━━ Texte source ━━

AN 7 DE LA CHUTE DE BEN ALI SUR FOND DE GROGNE SOCIALE : Les fleurs du Jasmin se sont-elles fanées ?
Hier, 14 janvier 2018, a marqué le 7e anniversaire de la chute du président Ben Ali en Tunisie, à travers ce qui avait été qualifié à l’époque de révolution du Jasmin. On s’en souvient, tout était parti de façon presqu’anodine de l’immolation par le feu, de Mohamed Bouazizi, du nom de ce jeune vendeur ambulant de fruits et légumes, en réaction à la confiscation de sa marchandise par des policiers. Un geste désespéré, à l’origine du soulèvement qui allait conduire au renversement, quatre semaines plus tard, du régime dictatorial du président Zine el-Abidine Ben Ali. C’était l’acte déclencheur du printemps arabe dont les bourrasques frapperont tour à tour l’Egypte, la Libye et la Syrie à des degrés divers. A quelques jours de la célébration de ce septième anniversaire, le front social est encore en ébullition. Les Tunisiens sont à nouveau dans la rue pour manifester contre la vie chère, l’austérité et la hausse des prix. En ligne de mire, la nouvelle loi de finances qui, estiment-ils, est venue en rajouter à leur misère. Et la grogne qui avait commencé de façon pacifique, est en train de s’amplifier, avec des heurts par endroits entre manifestants et forces de l’ordre, qui ont même entraîné la mort d’un quadragénaire à Tebourba, au moment où la Police comptait aussi de nombreux blessés dans ses rangs.

━━━
━━ Données extraites ━━

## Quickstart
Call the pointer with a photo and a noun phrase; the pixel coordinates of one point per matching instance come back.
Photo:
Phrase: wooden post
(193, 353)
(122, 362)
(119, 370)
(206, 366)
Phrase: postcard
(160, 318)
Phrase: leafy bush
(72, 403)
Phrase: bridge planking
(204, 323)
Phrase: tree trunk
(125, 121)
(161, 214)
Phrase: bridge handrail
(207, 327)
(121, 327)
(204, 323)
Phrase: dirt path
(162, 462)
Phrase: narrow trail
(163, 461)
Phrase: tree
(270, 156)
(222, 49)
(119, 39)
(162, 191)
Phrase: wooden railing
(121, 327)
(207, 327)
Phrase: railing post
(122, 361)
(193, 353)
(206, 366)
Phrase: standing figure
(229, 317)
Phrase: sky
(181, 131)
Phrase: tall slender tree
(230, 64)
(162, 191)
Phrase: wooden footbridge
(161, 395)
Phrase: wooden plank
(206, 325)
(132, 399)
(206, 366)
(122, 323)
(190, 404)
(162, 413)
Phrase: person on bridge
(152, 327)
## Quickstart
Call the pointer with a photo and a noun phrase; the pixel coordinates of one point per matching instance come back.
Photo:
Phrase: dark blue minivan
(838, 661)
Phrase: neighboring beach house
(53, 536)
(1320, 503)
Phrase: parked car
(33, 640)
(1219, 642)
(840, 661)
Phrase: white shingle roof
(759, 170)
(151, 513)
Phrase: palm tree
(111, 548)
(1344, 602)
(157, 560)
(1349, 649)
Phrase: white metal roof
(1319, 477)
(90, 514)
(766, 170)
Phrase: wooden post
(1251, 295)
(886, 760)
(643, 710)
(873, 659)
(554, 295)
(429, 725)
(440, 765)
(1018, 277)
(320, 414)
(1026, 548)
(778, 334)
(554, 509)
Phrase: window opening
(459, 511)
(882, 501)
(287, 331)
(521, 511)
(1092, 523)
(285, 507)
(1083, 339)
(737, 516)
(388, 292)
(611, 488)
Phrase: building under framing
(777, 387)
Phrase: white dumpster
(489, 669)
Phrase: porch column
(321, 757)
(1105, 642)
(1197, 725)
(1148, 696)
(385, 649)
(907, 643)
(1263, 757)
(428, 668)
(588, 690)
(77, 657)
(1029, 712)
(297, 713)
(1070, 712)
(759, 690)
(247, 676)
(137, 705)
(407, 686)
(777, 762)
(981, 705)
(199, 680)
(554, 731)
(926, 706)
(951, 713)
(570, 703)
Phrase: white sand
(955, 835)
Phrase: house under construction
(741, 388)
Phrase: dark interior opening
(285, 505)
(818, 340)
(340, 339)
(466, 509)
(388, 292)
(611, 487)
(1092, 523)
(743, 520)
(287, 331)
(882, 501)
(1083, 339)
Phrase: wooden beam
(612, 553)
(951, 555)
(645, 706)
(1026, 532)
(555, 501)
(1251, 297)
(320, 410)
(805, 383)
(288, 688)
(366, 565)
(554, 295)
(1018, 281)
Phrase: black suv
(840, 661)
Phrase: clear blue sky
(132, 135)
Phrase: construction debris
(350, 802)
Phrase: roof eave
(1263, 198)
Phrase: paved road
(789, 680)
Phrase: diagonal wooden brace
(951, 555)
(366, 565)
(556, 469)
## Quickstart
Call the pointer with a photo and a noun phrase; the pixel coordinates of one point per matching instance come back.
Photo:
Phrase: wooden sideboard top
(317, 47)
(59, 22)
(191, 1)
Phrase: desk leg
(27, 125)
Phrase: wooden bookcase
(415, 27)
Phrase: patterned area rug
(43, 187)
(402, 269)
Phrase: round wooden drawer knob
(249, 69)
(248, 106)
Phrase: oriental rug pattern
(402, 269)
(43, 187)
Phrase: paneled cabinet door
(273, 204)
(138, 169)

━━━

» Consignes
(a) Répondez aux questions suivantes à partir de l'article sur la chute de Ben Ali :
(i) Quel métier exerçait Mohamed Bouazizi ?
(ii) Combien de temps après son geste le régime de Ben Ali a-t-il été renversé ?
(iii) Dans quelle localité un quadragénaire a-t-il trouvé la mort lors des heurts ?
(b) Combien de lignes des enregistrements contiennent la chaîne « white » ? La casse compte ; indiquez seulement le nombre.

» Réponses
(a)
(i) Vendeur ambulant de fruits et légumes.
(ii) Quatre semaines plus tard.
(iii) À Tebourba.

(b) 4